_INSTRUCTIONS TO FOLLOW_. Write out again only the lines that run from the start of the entries to the line containing "object_class: retractable belt stanchion", both included.

_MATERIAL PROVIDED_.

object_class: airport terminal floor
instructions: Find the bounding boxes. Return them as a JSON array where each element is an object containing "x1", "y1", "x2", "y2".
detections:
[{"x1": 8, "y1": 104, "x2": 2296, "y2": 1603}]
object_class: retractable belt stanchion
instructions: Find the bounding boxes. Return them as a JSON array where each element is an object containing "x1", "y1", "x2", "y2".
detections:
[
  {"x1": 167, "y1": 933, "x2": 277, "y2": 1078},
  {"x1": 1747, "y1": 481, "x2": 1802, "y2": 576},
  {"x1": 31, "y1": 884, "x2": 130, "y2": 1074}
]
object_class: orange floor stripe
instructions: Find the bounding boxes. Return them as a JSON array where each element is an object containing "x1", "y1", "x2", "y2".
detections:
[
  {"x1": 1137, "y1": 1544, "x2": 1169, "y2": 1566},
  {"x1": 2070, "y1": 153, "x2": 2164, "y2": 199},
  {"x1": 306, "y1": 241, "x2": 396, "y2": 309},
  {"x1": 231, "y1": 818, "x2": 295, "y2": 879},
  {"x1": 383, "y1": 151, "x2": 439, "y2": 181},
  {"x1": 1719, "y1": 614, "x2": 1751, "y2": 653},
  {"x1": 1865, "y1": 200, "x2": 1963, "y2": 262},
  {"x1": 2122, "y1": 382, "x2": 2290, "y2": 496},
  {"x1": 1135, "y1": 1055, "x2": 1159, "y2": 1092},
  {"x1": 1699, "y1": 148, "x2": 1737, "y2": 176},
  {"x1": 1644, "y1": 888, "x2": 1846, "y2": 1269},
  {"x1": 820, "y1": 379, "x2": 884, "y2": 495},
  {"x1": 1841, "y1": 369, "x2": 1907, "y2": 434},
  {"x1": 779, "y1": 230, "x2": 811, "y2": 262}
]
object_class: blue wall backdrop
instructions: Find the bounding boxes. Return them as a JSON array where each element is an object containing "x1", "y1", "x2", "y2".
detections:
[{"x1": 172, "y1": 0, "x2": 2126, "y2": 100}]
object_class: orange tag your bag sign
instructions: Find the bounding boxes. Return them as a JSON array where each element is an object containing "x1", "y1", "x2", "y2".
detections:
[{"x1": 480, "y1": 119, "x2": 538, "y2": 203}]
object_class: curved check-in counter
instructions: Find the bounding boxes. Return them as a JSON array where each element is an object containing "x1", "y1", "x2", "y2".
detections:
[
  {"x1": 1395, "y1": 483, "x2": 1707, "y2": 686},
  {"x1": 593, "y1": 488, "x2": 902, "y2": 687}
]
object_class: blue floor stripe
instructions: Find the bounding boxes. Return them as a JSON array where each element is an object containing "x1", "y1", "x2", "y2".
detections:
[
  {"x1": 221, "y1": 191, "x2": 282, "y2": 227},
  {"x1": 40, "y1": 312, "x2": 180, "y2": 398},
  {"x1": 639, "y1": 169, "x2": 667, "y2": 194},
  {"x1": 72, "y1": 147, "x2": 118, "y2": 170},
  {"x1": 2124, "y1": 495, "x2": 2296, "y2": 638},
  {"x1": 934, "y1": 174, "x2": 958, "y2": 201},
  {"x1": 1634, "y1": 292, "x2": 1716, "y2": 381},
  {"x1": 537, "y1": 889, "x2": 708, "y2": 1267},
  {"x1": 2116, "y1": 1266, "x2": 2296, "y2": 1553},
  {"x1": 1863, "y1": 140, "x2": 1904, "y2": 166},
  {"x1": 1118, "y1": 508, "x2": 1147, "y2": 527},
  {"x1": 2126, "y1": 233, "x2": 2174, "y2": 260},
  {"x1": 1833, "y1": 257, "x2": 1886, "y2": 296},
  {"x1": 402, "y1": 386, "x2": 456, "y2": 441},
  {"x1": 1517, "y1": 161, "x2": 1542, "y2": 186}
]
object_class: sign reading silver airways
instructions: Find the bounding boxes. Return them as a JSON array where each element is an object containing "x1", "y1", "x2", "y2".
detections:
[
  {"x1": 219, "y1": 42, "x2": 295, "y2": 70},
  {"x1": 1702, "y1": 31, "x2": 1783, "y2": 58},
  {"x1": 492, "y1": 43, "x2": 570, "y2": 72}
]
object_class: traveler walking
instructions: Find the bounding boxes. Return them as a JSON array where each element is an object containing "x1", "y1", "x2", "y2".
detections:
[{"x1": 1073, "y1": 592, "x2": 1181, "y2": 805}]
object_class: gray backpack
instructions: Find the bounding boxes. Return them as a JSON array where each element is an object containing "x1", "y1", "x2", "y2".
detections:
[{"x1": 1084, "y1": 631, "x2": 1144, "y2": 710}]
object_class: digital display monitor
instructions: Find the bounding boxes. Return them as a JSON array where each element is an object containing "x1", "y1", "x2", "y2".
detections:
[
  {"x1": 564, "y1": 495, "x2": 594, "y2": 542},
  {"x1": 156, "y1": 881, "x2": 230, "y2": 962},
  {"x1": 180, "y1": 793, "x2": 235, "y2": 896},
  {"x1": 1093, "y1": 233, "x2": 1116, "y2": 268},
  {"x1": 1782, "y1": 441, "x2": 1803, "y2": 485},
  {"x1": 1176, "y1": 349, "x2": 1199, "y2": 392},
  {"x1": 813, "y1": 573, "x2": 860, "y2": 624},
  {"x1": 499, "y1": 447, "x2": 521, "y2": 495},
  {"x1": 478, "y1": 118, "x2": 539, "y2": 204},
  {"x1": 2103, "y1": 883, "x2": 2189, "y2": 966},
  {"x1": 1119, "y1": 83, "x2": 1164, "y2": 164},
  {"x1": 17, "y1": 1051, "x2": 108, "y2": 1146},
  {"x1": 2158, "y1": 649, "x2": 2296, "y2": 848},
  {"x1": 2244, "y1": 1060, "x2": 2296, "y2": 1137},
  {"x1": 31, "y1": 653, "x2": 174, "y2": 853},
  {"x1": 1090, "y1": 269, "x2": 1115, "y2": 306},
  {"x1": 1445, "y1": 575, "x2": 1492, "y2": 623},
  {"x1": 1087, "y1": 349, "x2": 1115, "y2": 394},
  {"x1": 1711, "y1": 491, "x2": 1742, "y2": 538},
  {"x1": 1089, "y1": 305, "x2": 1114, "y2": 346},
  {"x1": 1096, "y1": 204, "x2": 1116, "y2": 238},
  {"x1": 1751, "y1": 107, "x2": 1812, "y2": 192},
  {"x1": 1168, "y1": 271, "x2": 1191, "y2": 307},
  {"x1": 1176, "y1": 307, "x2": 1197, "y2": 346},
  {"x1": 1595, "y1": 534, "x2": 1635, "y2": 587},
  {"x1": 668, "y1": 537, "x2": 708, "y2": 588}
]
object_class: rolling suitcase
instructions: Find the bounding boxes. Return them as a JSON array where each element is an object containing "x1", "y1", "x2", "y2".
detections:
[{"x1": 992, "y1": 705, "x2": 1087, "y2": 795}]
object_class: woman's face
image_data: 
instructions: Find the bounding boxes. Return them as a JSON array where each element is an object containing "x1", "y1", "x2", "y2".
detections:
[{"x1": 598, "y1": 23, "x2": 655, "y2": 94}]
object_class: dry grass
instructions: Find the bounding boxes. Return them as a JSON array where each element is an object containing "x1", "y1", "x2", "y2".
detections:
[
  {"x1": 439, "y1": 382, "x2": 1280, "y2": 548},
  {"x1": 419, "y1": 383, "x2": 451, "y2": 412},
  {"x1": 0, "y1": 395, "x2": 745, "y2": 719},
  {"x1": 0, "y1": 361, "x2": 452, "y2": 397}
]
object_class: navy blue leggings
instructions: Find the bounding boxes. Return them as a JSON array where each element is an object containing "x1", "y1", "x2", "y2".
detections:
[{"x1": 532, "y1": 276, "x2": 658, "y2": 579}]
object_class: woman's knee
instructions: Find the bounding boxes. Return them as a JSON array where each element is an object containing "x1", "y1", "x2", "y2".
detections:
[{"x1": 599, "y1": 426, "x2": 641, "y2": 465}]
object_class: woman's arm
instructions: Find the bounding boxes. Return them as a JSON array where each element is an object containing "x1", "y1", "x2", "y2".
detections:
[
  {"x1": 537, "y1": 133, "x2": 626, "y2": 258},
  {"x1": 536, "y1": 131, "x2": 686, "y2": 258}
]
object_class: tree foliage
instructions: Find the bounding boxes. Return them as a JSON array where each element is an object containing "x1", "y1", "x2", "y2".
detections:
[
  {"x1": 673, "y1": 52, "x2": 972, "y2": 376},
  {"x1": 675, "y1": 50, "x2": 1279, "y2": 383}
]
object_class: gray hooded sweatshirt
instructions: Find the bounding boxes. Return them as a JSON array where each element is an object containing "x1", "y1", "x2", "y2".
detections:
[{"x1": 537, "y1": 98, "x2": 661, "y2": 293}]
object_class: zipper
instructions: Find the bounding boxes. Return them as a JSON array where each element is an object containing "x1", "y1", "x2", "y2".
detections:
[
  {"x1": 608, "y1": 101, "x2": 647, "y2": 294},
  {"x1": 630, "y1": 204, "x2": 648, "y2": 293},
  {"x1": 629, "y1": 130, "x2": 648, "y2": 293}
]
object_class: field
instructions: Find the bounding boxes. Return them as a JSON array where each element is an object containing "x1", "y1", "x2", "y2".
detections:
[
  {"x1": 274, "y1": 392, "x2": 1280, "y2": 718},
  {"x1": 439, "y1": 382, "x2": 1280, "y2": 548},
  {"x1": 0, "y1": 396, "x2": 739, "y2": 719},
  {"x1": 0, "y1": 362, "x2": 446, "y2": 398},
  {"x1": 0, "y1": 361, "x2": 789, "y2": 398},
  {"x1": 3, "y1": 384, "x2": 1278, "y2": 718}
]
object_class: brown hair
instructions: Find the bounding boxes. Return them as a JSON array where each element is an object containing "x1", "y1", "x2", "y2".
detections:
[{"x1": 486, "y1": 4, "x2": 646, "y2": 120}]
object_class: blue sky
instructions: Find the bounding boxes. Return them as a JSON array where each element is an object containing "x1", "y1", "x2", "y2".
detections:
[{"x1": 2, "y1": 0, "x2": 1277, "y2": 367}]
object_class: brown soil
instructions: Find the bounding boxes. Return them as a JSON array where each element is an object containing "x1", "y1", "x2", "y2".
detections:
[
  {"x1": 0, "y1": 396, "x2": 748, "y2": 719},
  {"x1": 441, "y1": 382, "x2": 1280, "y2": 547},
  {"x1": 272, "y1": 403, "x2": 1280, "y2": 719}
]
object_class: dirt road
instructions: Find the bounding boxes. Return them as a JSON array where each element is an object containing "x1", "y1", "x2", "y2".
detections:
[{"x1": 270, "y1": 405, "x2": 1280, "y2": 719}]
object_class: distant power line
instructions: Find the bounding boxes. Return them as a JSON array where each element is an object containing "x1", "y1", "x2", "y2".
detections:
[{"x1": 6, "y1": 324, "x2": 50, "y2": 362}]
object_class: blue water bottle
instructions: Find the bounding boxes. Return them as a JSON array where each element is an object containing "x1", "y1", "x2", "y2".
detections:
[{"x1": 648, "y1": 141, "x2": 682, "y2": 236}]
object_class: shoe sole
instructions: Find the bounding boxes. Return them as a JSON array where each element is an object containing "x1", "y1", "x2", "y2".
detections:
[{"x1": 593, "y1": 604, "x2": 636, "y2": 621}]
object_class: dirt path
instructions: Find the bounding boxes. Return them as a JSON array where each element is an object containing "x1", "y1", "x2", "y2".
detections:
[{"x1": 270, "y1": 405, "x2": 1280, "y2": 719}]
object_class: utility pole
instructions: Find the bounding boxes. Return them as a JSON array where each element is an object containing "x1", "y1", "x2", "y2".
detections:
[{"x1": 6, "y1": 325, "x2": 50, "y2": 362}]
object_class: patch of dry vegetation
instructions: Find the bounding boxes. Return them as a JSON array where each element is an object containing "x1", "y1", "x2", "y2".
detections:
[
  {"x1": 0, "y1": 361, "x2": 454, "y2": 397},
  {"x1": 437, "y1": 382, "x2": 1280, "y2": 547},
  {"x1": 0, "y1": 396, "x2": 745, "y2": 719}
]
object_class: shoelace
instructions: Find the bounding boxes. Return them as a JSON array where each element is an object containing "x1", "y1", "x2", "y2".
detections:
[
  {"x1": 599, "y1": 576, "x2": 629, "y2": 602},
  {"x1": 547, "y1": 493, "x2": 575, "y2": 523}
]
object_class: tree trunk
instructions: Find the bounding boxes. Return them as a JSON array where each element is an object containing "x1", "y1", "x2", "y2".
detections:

_RESULT FOR THIS TASK_.
object_class: airport terminal floor
instructions: Find the bounding boxes. Return them as a JSON array where each element is an object containing "x1", "y1", "x2", "y2".
detections:
[{"x1": 8, "y1": 104, "x2": 2296, "y2": 1603}]
object_class: retractable belt stanchion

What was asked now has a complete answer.